| STATED TASK |
Copy every line in the entries below that contains the string "helmet". Case counts when matching.
──────
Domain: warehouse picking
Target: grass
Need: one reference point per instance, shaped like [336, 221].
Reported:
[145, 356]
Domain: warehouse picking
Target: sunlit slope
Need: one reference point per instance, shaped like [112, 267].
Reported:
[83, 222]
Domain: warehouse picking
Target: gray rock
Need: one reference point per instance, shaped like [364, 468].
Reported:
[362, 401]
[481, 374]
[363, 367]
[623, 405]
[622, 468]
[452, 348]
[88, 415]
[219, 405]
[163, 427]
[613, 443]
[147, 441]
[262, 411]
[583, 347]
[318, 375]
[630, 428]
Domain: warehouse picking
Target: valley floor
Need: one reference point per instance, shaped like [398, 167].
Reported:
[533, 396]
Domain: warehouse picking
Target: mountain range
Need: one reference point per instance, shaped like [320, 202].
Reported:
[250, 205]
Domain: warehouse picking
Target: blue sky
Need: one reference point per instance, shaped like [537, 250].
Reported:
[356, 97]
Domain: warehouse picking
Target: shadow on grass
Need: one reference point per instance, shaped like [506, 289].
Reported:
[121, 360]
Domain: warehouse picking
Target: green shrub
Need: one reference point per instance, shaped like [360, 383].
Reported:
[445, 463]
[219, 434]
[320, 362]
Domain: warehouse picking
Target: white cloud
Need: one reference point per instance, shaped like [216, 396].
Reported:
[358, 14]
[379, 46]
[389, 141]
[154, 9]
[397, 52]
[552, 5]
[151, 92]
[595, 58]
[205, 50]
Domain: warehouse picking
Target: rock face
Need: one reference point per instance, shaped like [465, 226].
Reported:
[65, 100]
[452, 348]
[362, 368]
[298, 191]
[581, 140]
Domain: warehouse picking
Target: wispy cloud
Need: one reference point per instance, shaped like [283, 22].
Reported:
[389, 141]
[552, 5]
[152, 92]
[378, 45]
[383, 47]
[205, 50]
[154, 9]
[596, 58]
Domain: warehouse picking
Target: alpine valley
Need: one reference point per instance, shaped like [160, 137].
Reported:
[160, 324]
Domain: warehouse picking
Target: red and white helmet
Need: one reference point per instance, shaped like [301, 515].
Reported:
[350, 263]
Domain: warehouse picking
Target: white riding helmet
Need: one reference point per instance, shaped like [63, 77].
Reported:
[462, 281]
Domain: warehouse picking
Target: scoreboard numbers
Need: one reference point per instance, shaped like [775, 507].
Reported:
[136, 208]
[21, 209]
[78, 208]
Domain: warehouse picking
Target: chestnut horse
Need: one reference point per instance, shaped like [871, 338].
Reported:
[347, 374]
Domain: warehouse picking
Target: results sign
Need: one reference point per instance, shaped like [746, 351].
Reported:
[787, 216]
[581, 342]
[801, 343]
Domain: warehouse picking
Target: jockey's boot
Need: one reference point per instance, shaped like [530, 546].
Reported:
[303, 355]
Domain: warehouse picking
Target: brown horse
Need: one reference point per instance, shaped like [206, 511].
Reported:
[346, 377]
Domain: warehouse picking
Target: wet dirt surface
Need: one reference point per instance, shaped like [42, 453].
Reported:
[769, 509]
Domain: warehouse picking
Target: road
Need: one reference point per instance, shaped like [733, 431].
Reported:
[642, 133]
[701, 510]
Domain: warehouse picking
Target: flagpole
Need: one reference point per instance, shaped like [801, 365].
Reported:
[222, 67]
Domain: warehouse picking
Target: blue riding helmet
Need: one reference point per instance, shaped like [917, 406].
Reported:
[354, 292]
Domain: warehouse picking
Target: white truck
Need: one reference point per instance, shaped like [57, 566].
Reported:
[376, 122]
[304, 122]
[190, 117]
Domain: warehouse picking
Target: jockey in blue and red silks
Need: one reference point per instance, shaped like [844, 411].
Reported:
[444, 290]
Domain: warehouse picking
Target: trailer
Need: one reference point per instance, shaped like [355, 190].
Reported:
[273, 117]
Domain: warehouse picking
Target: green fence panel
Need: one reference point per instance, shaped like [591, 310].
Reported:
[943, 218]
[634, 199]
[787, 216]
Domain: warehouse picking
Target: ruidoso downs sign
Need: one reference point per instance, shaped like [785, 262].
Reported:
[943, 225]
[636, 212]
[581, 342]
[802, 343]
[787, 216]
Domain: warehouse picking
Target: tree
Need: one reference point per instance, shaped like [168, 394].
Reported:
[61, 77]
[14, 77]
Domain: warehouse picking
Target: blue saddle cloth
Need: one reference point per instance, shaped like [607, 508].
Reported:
──────
| REPLY TO THE TASK |
Target: red and white helmet
Target: white riding helmet
Target: blue riding helmet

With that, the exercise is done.